This week (Dec. 5), Murphy responded by resigning his leadership position in the Province of Rwanda. In his resignation letter, he said AMIA’s relationship with the African church was a “voluntary submission” that would not be renewed at the association’s upcoming winter conference.
“In not renewing our voluntary submission to the Canons and Constitution of Rwanda, we recognize that we remain bishops of the Christ’s One, Holy, Catholic and Apostolic Church in good standing,” Murphy wrote in a letter that listed eight other AMIA bishops —all but two—as endorsing his statements and similarly resigning their membership in Rwanda’s House of Bishops.
Stand Firm is doing its usual exemplary job of covering this story as is Kendall.  And, as you might expect, many people who left TEO or entered the Anglican tradition at AMiA are distraught.  Read the comments at both those links.
Here is the letter to which Conger refers which suggests (hell, screams) that while ego might not be driving this car, it’s sitting in the front passenger’s seat reading the map and giving directions.  The Lord’s doing a new thing?  Really?  Frank Griswold called, Chuck.  You do know that Frank gets a royalty any time anybody uses that line, don’t you?

• • •

**EXPLORE THE MATERIAL**
#1 Transcribe the passage about Murphy's resignation between "This week (Dec." and "House of Bishops.", inclusive.
#2 In the passage about Murphy's resignation, list the words that describe the Church in the sentence quoted from Murphy's letter.
#3 According to the passage about Murphy's resignation, on what date did Murphy resign his leadership position in the Province of Rwanda?
You won't need the records that come next.

• • •

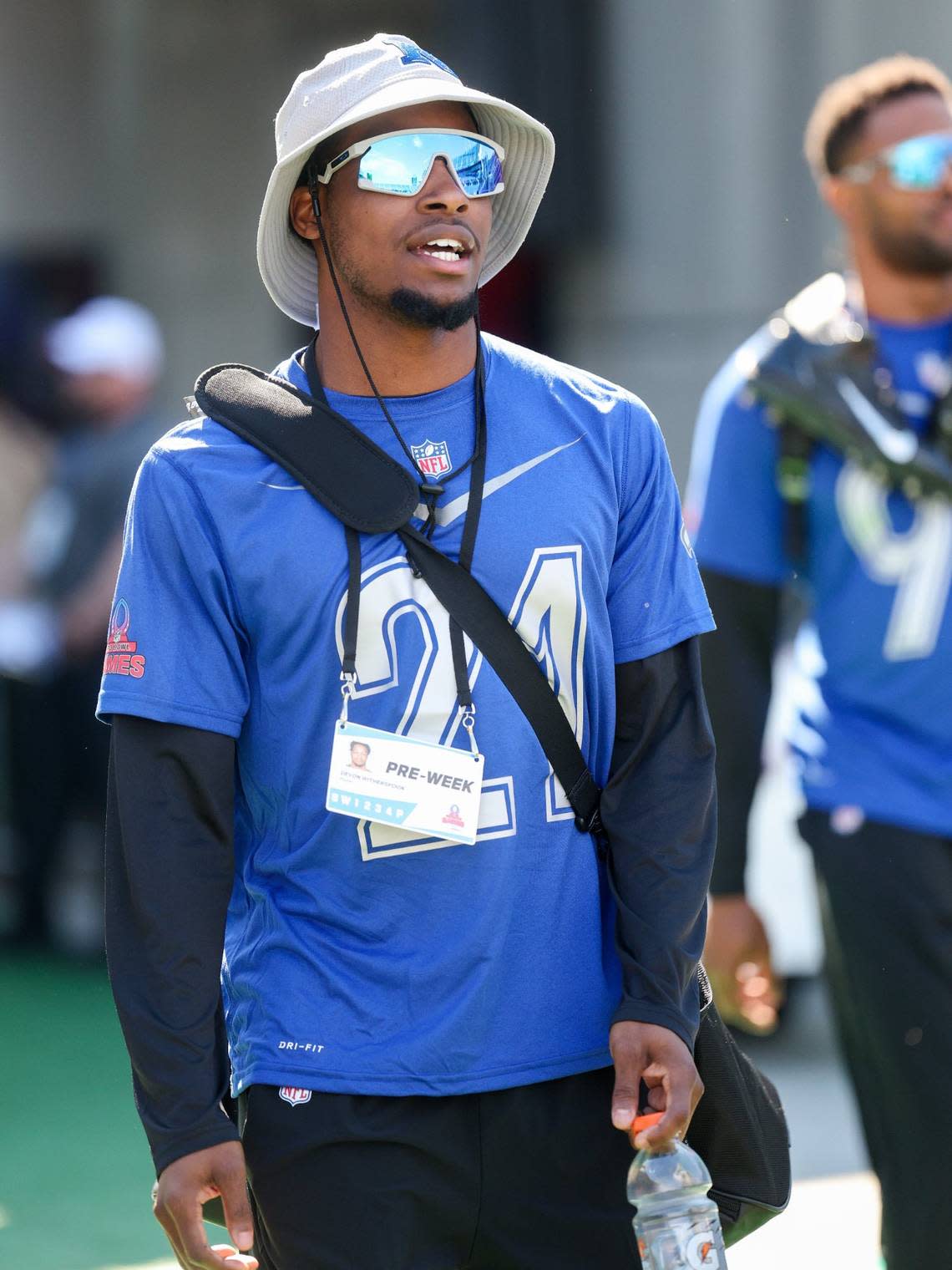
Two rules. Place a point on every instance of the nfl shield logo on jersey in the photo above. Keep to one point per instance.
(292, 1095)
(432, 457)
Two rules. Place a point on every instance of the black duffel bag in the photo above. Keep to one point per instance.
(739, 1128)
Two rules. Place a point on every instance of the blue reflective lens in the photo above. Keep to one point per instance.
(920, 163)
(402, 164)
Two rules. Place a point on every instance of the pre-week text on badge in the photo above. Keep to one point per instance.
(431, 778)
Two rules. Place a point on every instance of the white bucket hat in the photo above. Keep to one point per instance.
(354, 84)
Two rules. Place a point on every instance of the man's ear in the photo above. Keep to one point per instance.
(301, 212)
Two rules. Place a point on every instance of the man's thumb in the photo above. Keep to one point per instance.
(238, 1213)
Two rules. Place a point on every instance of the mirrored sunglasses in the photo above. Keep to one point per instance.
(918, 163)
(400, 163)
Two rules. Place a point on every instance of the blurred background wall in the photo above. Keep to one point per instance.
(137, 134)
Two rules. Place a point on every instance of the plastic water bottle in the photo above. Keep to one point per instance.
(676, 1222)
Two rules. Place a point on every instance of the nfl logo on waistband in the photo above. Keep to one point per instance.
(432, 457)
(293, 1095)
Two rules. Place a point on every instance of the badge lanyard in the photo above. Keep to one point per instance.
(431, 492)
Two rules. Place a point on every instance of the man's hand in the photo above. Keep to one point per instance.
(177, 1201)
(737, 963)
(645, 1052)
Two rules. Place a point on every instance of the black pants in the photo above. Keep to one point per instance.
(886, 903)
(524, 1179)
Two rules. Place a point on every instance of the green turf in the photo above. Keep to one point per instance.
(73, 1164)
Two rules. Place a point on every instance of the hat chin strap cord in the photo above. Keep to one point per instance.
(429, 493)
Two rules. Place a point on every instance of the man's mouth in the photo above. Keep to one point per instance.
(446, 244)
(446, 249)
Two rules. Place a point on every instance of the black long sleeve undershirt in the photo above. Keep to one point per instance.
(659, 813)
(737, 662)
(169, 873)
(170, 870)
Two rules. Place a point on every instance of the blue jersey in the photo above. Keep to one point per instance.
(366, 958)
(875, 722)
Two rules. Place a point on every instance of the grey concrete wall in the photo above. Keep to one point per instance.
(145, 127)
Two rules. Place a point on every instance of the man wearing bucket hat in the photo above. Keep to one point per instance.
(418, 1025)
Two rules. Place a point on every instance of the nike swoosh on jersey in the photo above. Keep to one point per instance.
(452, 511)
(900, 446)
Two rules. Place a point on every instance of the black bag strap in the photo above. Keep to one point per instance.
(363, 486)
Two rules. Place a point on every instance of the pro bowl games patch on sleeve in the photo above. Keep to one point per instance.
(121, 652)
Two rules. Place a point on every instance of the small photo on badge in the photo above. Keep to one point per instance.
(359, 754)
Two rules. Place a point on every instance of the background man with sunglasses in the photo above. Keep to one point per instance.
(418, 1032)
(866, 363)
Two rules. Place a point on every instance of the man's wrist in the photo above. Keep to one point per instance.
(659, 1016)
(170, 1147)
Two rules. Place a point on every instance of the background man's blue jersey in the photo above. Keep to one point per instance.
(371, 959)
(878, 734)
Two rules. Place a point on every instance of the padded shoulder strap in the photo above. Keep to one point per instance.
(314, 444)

• • •

**PER-TASK OUTPUTS**
#1
This week (Dec. 5), Murphy responded by resigning his leadership position in the Province of Rwanda. In his resignation letter, he said AMIA’s relationship with the African church was a “voluntary submission” that would not be renewed at the association’s upcoming winter conference.
“In not renewing our voluntary submission to the Canons and Constitution of Rwanda, we recognize that we remain bishops of the Christ’s One, Holy, Catholic and Apostolic Church in good standing,” Murphy wrote in a letter that listed eight other AMIA bishops —all but two—as endorsing his statements and similarly resigning their membership in Rwanda’s House of Bishops.

#2 One, Holy, Catholic, Apostolic

#3 Dec. 5